* [SOURCE]:
>>>>>
From the Winter 2003 issue of The News Media & The Law, page 26.
By Rebecca Daugherty
In case after case, the government invokes privacy exemptions to the federal Freedom of Information Act to protect the names of people who run the government or are somehow affected by it.
But the U.S. Court of Appeals in New York City (2nd Cir.) ruled Nov. 25 that the government is limited in what it can withhold under the guise of protecting the privacy of a high-ranking official, and outlined factors to be weighed in deciding whether privacy exemptions to the FOI Act apply.
The decision forces the Immigration and Naturalization Service to give immigration attorney Steven Perlman of New York City information about Paul Virtue, a former INS chief counsel, from an inspector general’s report on the INS’s EB-5 program, which offers special visas to wealthy foreign investors. Virtue signed off on decisions on how that program was run.
“I had a lot of clients who would be interested in the EB-5 program but it has basically been an unusable program,” Perlman said. “And as a citizen, I was outraged that certain privileged citizens were benefitting from what was essentially a fraudulent scheme.”
The program, established in 1990, gives special U.S. visas to wealthy foreigners who invest $1 million in business ventures employing at least 10 U.S. workers (or $500,000 in areas of low unemployment). The investors eventually could receive permanent resident status.
Under EB-5, an immigrant could invest in a solo business or a partnership and receive a two-year conditional permanent residence. Near the end of the two years, he could petition the INS to verify that program requirements were met. If they were met, the alien could receive permanent residency.
Perlman told the court that, for several years, INS officials and the Department of State helped private companies owned or represented by former officials of those agencies and other politically prominent individuals to “hijack” the program. The business interests would pool capital of various aliens in limited partnerships for investments, accepting $125,000 and a promissory note for the rest, $375,000.
These companies made few investments and created few jobs. But the aliens they helped could contribute money to a company for investment, wait for two years and gain approval for permanent residence. The company could then forgive the promissory notes and keep the bulk of the capital the alien had given it.
Reporters Walter Roche and Gary Cohn of The (Baltimore) Sun reported in February 2000 that Virtue had issued rulings in 1993 and 1995 that completely changed the shape of the investor visa program by allowing visa applicants to pool their money and to substitute promissory notes for much of the cash, knowing they would receive green cards and would never have to make their full investment.
They reported that firms including American Immigration Services of Greenbelt, Md., were created to take advantage of the 1990 law and included former INS officials to represent them. They also reported that Virtue’s law firm now represents AIS.
Critics within INS and the Department of State voiced great opposition to the program, and in December 1997 then General Counsel David Martin struck down rules and greatly restricted the use of promissory notes.
<<<<<
* [SHORT PROBLEM A]: Could you echo the stretch of the FOI article from "From the Winter" through "affected by it.", word for word?

* [DATASET EXCERPTS]:
>>>>>
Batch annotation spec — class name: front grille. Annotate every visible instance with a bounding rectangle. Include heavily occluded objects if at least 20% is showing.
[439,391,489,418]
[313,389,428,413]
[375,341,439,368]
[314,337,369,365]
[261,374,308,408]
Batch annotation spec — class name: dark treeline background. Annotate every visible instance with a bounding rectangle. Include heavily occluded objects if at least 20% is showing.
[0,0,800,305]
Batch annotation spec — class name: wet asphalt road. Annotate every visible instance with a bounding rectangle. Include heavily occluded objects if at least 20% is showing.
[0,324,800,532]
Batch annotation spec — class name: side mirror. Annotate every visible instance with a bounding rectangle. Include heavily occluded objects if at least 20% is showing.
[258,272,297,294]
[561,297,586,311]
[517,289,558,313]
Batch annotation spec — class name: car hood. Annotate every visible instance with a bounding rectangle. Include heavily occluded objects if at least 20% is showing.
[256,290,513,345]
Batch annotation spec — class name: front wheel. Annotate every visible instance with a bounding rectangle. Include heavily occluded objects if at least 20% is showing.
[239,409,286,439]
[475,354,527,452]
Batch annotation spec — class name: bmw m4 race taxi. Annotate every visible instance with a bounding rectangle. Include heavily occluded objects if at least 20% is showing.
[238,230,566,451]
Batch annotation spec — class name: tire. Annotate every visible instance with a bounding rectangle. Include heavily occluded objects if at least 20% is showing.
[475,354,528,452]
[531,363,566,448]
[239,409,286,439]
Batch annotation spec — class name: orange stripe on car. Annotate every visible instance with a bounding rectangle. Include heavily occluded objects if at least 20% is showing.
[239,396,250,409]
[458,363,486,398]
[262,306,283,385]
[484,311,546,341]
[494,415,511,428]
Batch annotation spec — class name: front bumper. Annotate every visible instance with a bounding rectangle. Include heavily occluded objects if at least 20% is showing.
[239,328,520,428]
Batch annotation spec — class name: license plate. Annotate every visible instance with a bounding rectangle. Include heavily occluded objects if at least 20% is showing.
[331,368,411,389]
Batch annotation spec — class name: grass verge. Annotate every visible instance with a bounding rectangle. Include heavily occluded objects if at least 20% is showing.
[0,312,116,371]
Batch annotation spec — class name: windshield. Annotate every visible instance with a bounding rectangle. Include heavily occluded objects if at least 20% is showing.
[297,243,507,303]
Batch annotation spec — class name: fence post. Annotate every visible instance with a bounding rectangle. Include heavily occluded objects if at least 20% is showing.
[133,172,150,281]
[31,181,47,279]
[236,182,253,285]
<<<<<
* [SHORT PROBLEM B]: Can you edit the rows in the stretch from the line containing "Batch annotation spec — class name: front bumper." through the line containing "[297,243,507,303]" by replacing "bounding rectangle" with "bounding box" and leaving all else unchanged, then give back only those lines?

* [WRITTEN RESPONSE A]:
From the Winter 2003 issue of The News Media & The Law, page 26.
By Rebecca Daugherty
In case after case, the government invokes privacy exemptions to the federal Freedom of Information Act to protect the names of people who run the government or are somehow affected by it.

* [WRITTEN RESPONSE B]:
Batch annotation spec — class name: front bumper. Annotate every visible instance with a bounding box. Include heavily occluded objects if at least 20% is showing.
[239,328,520,428]
Batch annotation spec — class name: license plate. Annotate every visible instance with a bounding box. Include heavily occluded objects if at least 20% is showing.
[331,368,411,389]
Batch annotation spec — class name: grass verge. Annotate every visible instance with a bounding box. Include heavily occluded objects if at least 20% is showing.
[0,312,116,371]
Batch annotation spec — class name: windshield. Annotate every visible instance with a bounding box. Include heavily occluded objects if at least 20% is showing.
[297,243,507,303]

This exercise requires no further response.